**Task to complete:** For the string "taillight", report how many lines in the records below contain it, and nothing more.

**Data extracts:**
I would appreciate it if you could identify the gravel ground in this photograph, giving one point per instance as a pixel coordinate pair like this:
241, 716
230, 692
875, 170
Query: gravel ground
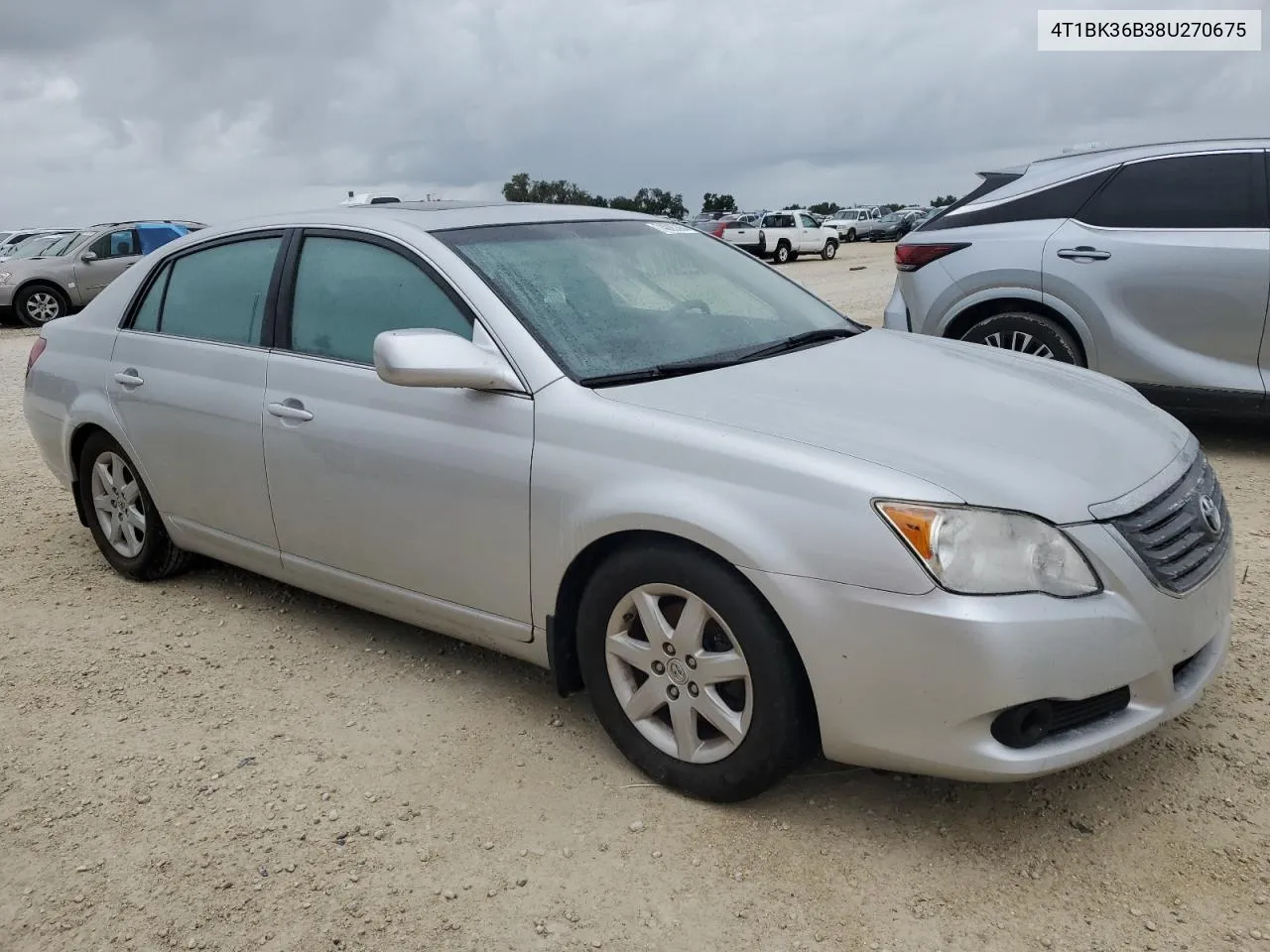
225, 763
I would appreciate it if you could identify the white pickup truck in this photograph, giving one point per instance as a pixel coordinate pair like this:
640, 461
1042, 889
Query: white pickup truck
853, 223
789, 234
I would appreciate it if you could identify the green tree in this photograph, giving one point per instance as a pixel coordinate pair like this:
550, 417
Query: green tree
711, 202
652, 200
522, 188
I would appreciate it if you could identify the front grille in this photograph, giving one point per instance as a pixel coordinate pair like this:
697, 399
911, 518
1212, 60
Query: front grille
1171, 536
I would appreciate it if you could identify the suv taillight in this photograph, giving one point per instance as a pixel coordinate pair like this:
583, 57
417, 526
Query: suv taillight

**Output:** 2